======== Dataset excerpts ========

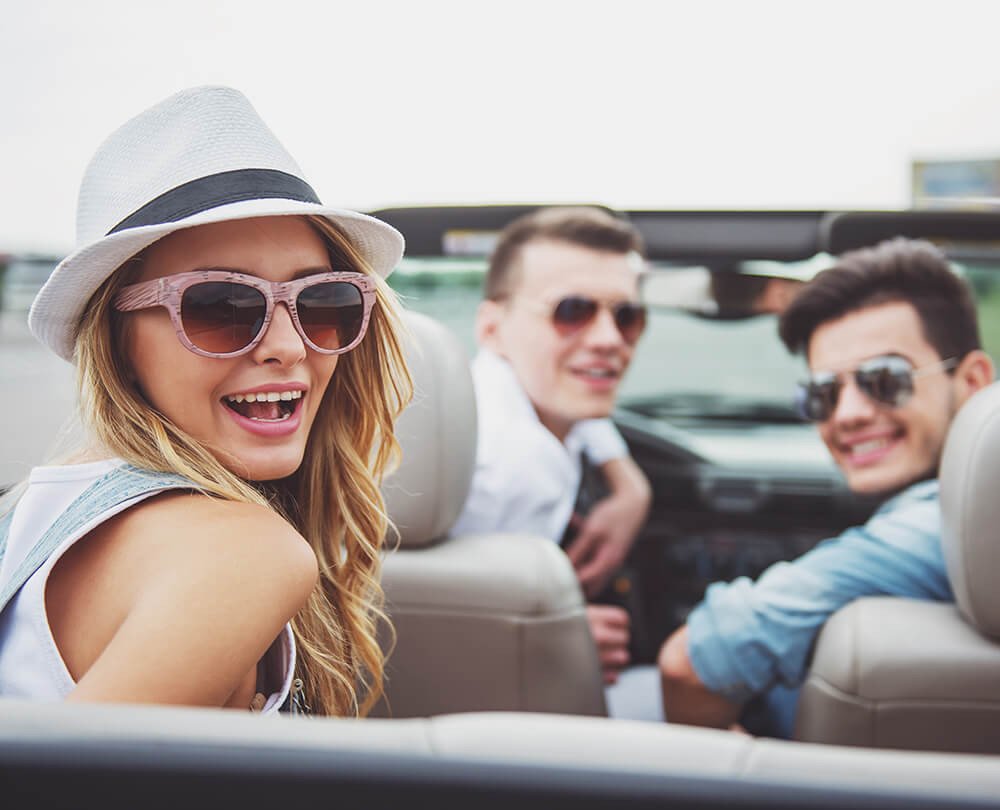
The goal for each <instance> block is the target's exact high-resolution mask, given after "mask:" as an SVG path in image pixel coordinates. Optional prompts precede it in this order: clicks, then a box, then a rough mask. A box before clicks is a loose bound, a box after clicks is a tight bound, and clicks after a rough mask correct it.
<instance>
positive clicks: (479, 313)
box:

========
======== Dataset excerpts ========

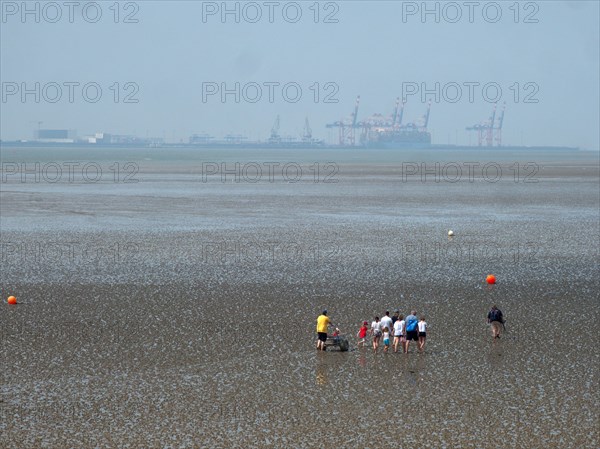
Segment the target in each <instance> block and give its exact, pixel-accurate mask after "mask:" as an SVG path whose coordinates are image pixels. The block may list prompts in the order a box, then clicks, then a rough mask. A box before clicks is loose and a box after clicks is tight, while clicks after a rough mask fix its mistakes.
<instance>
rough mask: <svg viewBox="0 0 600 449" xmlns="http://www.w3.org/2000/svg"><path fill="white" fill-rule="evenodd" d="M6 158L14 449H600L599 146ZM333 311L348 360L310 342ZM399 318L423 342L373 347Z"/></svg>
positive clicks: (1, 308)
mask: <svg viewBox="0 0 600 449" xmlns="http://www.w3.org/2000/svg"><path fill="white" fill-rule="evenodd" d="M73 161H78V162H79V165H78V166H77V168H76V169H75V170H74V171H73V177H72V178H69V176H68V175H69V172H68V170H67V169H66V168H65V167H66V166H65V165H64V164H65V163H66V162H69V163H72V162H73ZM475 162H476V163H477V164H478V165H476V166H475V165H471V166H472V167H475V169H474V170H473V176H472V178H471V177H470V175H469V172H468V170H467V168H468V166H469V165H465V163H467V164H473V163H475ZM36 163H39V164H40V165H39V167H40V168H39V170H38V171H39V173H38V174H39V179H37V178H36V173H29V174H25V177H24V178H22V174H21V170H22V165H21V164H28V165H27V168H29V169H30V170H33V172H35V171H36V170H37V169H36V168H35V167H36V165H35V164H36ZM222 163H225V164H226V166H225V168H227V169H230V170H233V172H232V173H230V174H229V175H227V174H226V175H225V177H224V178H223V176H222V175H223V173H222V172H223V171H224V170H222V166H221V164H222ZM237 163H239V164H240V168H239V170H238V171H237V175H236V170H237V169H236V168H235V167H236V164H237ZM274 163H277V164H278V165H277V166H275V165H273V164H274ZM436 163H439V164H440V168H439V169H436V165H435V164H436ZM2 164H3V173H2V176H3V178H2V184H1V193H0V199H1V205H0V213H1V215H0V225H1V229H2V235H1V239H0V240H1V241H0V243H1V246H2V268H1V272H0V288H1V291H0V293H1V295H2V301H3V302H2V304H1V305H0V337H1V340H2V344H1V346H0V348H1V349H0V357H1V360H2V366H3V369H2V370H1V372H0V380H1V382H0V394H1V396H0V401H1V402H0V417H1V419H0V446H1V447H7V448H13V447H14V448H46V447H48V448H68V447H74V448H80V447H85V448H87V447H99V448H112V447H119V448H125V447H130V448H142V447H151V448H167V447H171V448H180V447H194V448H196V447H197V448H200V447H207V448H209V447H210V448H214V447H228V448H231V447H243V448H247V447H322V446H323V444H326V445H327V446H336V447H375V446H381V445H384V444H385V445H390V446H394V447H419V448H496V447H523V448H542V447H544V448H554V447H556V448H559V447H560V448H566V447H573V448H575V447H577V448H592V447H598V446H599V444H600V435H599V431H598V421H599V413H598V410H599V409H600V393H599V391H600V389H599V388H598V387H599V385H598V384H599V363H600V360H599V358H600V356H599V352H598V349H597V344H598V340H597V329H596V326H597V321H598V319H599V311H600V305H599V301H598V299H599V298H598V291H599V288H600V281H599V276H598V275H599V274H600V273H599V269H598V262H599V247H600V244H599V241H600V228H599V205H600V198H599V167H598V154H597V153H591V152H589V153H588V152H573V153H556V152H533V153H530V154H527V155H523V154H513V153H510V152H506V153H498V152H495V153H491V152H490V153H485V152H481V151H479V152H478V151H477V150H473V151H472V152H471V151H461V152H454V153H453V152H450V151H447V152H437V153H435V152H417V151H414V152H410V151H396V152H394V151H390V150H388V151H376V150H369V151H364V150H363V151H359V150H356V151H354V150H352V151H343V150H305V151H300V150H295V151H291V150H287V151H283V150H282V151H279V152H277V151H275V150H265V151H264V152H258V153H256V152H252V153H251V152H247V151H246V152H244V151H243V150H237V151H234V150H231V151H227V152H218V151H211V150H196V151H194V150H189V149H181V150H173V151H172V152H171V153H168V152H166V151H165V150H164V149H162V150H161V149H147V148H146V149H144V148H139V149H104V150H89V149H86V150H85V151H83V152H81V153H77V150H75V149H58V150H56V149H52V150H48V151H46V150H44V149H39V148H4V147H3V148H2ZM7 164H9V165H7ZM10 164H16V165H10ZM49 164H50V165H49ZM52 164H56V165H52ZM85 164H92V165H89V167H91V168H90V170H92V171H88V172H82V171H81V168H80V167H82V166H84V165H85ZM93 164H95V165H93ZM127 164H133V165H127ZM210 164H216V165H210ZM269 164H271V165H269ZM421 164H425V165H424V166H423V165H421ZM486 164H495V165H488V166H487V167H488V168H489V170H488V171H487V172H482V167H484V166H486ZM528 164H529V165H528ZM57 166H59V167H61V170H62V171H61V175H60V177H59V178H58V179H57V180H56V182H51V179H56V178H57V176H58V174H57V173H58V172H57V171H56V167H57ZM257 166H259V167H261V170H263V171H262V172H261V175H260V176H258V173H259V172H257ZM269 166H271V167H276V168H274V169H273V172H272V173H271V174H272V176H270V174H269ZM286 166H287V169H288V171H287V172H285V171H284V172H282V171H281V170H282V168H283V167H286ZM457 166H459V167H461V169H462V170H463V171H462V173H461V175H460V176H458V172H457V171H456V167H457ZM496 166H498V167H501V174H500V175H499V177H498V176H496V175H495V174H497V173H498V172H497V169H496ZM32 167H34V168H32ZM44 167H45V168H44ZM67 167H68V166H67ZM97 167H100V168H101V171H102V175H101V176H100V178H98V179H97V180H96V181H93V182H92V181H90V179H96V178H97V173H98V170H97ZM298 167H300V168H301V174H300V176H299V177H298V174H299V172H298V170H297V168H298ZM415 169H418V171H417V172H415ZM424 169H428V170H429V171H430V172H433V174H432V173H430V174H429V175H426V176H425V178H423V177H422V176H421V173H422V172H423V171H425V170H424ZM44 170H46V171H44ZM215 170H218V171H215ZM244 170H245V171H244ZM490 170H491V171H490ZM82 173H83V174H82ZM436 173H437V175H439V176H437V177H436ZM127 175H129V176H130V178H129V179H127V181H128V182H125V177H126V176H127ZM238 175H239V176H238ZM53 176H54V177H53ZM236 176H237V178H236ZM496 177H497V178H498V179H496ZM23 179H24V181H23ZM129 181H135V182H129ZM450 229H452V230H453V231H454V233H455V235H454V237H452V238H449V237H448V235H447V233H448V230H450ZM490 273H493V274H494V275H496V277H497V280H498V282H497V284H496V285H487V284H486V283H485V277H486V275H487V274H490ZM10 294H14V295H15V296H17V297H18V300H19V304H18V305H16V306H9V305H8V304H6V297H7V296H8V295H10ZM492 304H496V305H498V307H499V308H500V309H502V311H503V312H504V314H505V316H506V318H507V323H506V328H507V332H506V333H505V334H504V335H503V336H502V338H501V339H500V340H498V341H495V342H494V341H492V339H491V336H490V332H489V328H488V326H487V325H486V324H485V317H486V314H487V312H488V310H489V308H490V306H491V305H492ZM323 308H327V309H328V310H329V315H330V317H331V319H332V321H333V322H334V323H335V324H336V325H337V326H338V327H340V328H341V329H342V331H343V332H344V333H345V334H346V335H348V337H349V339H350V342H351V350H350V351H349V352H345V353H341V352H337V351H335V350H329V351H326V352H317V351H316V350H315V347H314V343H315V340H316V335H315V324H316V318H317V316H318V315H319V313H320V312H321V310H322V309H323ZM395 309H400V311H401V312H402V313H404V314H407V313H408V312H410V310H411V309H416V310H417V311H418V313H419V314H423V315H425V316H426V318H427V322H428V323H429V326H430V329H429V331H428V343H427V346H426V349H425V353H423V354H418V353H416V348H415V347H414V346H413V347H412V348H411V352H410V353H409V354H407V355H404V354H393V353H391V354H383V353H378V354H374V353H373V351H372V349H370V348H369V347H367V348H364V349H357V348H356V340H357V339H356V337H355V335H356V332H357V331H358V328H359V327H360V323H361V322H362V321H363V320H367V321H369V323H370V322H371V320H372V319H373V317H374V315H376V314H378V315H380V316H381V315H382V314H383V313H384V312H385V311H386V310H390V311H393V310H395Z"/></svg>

========

** What you have to do **
Every line with the string "target" in the material should be returned.

** Completed task **
The goal for each <instance> block is the target's exact high-resolution mask, given after "mask:" as an SVG path in image pixel coordinates. Optional prompts precede it in this order: clicks, then a box, then a rough mask. A box before clicks is a loose bound, a box after clicks is a tight bound, and clicks after a rough mask correct it.
Segment the target in each <instance> block and give its exact, pixel-accurate mask after "mask:" as an SVG path whose coordinates are image pixels. The block may list prompts in the order a box, then clicks, then a rough mask. A box before clicks is loose and a box after clicks is tight, while clicks after a rough mask fix its mistakes.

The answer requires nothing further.